Quels ajustements sont à prévoir pour les dispositifs de maintien dans l’emploi pour la sortie de la crise du Covid-19 ?

Pendant la phase de confinement, les dispositifs de maintien dans l’emploi ont été principalement conçus pour apporter un soutien immédiat aux entreprises et aux travailleurs et éviter une première flambée du chômage.

À mesure que les pays assouplissent les restrictions aux activités économiques, la conception des dispositifs devrait être adaptée pour mieux cibler les emplois susceptibles de redevenir viables. Cela réduit le risque que ces programmes ralentissent la réaffectation des emplois vers des entreprises et des secteurs plus performants, et deviennent un obstacle à la reprise économique. Pour ce faire, il faut relever trois défis politiques difficiles.
 

À mesure que les pays assouplissent les restrictions aux activités économiques, la conception des dispositifs devrait être adaptée.

La première question est de savoir quand supprimer progressivement ou adapter les mesures de maintien dans l’emploi qui offrent un support généreux avec peu de garanties contre leurs effets négatifs éventuels. La réponse n’est pas facile : l’incertitude reste élevée et le risque de deuxième vague de l'épidémie demeure. D'une part, restreindre trop tôt l'accès à ces mesures peut entraîner la destruction d'emplois qui pourraient encore être viables et d'induire une vague de licenciements. D'autre part, étendre les programmes de maintien dans l’emploi facilement accessibles peut maintenir artificiellement des emplois non viables, gaspiller des ressources précieuses et ralentir la nécessaire réaffectation des emplois vers des entreprises et des secteurs en expansion. 

La deuxième question est de déterminer comment adapter les régimes pour faire face aux conséquences économiques de la crise sanitaire. Le principal défi consiste à cibler davantage les programmes sur les emplois à risque, mais néanmoins viables à long terme. En effet, il est inévitable que certaines entreprises ne puissent pas se remettre complètement et qu'elles doivent recourir à des licenciements définitifs. Il convient de laisser les emplois devenus non viables prendre fin et de soutenir les travailleurs concernés par des allocations de chômage, en combinaison avec des politiques actives du marché du travail pour faciliter les transitions vers des emplois nouveaux et durables. La meilleure façon de mieux cibler les programmes de maintien de l'emploi est de faire participer les entreprises au coût des heures non travaillées.

- _Informations_
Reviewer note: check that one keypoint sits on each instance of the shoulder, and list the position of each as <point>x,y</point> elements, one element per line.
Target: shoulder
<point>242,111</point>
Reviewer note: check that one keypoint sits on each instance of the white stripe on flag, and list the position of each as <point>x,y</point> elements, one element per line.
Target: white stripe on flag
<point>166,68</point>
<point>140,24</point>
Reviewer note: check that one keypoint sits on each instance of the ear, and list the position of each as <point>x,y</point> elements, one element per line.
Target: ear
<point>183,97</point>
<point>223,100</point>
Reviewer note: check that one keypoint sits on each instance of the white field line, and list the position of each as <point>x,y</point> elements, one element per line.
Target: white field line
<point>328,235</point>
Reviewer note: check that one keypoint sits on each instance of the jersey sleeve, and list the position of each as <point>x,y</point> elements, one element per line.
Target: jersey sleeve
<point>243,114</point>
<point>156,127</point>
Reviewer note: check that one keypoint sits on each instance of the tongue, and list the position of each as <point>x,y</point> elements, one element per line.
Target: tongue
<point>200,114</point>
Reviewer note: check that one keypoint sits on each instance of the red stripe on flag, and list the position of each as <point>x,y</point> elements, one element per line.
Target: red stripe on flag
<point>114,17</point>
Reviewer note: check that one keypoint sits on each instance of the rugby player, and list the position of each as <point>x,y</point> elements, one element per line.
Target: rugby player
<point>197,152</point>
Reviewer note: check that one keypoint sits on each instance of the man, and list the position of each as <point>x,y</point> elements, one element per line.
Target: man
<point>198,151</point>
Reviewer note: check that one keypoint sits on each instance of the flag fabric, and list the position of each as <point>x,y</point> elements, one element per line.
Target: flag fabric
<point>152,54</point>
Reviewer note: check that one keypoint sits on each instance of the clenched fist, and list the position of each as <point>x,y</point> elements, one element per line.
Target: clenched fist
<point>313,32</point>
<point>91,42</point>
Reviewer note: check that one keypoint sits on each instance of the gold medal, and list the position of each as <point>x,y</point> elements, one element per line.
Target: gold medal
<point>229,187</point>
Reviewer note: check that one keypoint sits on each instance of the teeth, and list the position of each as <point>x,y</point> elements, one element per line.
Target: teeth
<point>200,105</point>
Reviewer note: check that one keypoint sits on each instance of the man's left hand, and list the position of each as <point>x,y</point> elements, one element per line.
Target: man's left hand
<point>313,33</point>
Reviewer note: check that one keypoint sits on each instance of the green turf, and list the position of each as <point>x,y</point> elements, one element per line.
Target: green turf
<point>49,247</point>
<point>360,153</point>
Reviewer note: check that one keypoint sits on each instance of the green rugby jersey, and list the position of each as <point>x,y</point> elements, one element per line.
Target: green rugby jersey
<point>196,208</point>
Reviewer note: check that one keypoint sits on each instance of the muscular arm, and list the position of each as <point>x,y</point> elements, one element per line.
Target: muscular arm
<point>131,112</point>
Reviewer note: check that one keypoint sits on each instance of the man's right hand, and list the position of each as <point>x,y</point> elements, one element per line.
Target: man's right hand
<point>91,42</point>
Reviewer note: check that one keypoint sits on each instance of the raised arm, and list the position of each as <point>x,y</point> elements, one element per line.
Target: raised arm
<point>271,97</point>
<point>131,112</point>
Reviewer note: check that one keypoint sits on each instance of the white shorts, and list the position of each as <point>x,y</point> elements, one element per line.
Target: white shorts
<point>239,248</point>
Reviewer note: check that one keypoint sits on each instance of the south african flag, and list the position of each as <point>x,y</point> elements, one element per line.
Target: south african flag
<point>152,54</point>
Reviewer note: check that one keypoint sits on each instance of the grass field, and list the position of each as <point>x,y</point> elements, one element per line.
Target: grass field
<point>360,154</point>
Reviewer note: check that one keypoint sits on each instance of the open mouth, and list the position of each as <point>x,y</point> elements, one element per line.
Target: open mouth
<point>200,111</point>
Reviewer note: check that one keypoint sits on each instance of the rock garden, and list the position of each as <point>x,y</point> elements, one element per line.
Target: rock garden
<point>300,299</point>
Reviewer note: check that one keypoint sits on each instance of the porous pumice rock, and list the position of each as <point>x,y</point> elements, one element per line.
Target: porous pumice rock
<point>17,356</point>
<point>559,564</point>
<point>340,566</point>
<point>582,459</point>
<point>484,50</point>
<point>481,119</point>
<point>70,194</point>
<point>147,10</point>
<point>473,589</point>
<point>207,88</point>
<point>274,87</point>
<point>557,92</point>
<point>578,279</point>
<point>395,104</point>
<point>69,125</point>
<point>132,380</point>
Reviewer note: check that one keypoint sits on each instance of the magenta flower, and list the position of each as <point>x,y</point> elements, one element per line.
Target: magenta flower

- _Exercices_
[1] Reproduisez fidèlement le passage de l'extrait sur les dispositifs de maintien dans l'emploi, en commençant à « Pendant la phase » et en terminant à « défis politiques difficiles. ».
[2] Traduisez en anglais la phrase suivante, tirée de l'extrait sur les dispositifs de maintien dans l'emploi : « Le principal défi consiste à cibler davantage les programmes sur les emplois à risque, mais néanmoins viables à long terme. »
[3] Rédigez la suite de l'extrait sur les dispositifs de maintien dans l'emploi, à partir de sa dernière phrase.

- _Réponses fournies_
[1]
Pendant la phase de confinement, les dispositifs de maintien dans l’emploi ont été principalement conçus pour apporter un soutien immédiat aux entreprises et aux travailleurs et éviter une première flambée du chômage.

À mesure que les pays assouplissent les restrictions aux activités économiques, la conception des dispositifs devrait être adaptée pour mieux cibler les emplois susceptibles de redevenir viables. Cela réduit le risque que ces programmes ralentissent la réaffectation des emplois vers des entreprises et des secteurs plus performants, et deviennent un obstacle à la reprise économique. Pour ce faire, il faut relever trois défis politiques difficiles.

[2] The main challenge is to target the programs more closely at jobs that are at risk but nonetheless viable in the long term.

[3]
Quant à la troisième question, elle est de définir à qui les ajustements doivent s'appliquer, et notamment s’il convient de différencier selon les secteurs. Si, dans certains secteurs, l'activité économique peut reprendre rapidement, d'autres continueront à être confrontés à des restrictions imposées par la loi. Les secteurs dont l'activité reste légalement restreinte peuvent avoir besoin de la poursuite des programmes de maintien dans l’emploi. En revanche, dans les secteurs où l'activité peut reprendre, il est envisageable d’adapter les programmes pour ne plus maintenir d’emplois devenus définitivement non viables. La France est actuellement le seul pays qui applique des conditions plus favorables aux secteurs qui restent soumis à des restrictions imposées par le gouvernement. Plus précisément, depuis juin 2020, les employeurs des secteurs "ouverts" (n’étant plus soumis aux restrictions sanitaires) sont tenus de cotiser à hauteur de 15 % du revenu des travailleurs pour les heures non travaillées.